* [Work to do] Copy all of the material below exactly.
[begin Materials provided]
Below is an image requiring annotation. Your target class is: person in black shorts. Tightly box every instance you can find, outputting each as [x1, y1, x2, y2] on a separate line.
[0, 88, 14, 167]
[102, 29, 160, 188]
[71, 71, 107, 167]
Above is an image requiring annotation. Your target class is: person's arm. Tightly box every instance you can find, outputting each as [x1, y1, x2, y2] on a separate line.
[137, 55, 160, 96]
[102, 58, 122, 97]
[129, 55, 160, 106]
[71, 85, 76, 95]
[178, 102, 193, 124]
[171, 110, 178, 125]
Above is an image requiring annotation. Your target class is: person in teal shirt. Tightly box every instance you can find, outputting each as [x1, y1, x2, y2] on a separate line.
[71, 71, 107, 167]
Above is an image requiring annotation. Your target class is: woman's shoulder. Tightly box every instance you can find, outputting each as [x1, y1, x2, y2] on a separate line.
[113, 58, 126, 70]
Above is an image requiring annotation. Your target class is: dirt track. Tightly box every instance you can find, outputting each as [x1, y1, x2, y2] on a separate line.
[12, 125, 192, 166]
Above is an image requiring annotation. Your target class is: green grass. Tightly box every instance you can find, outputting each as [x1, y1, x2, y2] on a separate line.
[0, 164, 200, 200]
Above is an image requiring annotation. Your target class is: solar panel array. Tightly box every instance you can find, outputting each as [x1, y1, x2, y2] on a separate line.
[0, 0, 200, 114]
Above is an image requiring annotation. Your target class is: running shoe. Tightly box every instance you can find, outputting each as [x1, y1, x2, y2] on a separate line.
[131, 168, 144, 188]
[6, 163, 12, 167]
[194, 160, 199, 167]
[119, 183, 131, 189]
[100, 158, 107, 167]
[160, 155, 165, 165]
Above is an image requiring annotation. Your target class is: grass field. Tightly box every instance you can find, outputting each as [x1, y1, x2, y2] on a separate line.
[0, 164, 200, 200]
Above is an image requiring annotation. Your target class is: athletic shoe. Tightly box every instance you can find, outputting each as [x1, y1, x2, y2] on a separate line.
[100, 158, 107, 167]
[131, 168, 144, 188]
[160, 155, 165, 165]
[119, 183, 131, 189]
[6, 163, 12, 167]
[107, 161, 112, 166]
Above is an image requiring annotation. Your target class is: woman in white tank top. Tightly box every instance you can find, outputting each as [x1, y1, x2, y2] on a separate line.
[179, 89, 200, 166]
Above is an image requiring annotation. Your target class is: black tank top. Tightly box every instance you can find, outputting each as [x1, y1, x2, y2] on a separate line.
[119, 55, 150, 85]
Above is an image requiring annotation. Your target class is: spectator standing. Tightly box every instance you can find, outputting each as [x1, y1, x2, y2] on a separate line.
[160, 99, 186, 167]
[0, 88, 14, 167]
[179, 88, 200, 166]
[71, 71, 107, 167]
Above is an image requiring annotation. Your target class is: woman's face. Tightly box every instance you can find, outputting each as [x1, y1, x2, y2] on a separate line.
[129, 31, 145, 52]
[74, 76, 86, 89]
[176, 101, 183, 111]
[end Materials provided]
* [The reply]
Below is an image requiring annotation. Your target class is: person in black shorts. Tightly box every instance you can find, outputting each as [x1, y1, x2, y2] on a separate line.
[0, 88, 14, 167]
[102, 29, 160, 188]
[71, 71, 107, 167]
Above is an image requiring annotation. Your target class is: person's arm. Tightly box every instance you can find, outputting each as [x1, y1, x2, y2] on a separate line.
[137, 55, 160, 96]
[102, 58, 122, 97]
[129, 55, 160, 106]
[71, 85, 76, 95]
[178, 102, 193, 124]
[171, 110, 178, 125]
Above is an image requiring annotation. Your target class is: person in teal shirt. Tightly box every instance you can find, outputting each as [x1, y1, x2, y2] on a separate line.
[71, 71, 107, 167]
Above is an image requiring annotation. Your target class is: woman's shoulder. Tightly box every instance you can find, outputting each as [x1, y1, x2, y2] on a separate line.
[113, 58, 126, 70]
Above is an image requiring annotation. Your target class is: dirt track. Tightly box every instance you can find, outputting each as [x1, y1, x2, y2] on a separate line.
[12, 125, 192, 166]
Above is an image requiring annotation. Your target class is: green grass. Tightly box every instance you can find, outputting each as [x1, y1, x2, y2] on a separate line.
[0, 164, 200, 200]
Above is an image requiring annotation. Your target class is: solar panel array. Tightly box every instance you can find, outputting each as [x1, y1, x2, y2] on a separate line.
[0, 0, 200, 114]
Above is an image requiring annotation. Your target class is: running shoe. Tightly box every instance you can find, outputting each as [x1, y1, x2, y2] on a separate line.
[131, 168, 144, 188]
[6, 163, 12, 167]
[194, 160, 199, 167]
[119, 183, 131, 189]
[100, 158, 107, 167]
[160, 155, 165, 165]
Above is an image requiring annotation. Your target class is: grass field. Tightly box every instance you can find, outputting each as [x1, y1, x2, y2] on a separate line.
[0, 164, 200, 200]
Above is an image requiring annotation. Your target class is: athletic shoe. Tightly box every instance you can find, outputting each as [x1, y1, x2, y2] on a separate line.
[100, 158, 107, 167]
[131, 168, 144, 188]
[160, 155, 165, 165]
[119, 183, 131, 189]
[6, 163, 12, 167]
[107, 161, 112, 166]
Above is an image requiring annotation. Your target class is: woman in white tank top. Tightly box every instance you can find, outputting each as [x1, y1, x2, y2] on a separate line.
[179, 89, 200, 166]
Above is an image requiring annotation. Your target class is: black tank top. Tightly box every instance you can find, outputting each as [x1, y1, x2, y2] on a separate line.
[119, 55, 150, 85]
Above is an image requiring annotation. Your target class is: spectator standing. Tightly box every instance you can find, outputting each as [x1, y1, x2, y2] on a separate line.
[160, 99, 186, 167]
[0, 88, 14, 167]
[179, 88, 200, 166]
[71, 71, 107, 167]
Above is an image requiring annotation. Your target class is: woman's face. Tightly box every instance you can find, outputting each as [x1, y1, x2, y2] on a separate line.
[129, 31, 145, 52]
[74, 76, 86, 89]
[176, 101, 183, 111]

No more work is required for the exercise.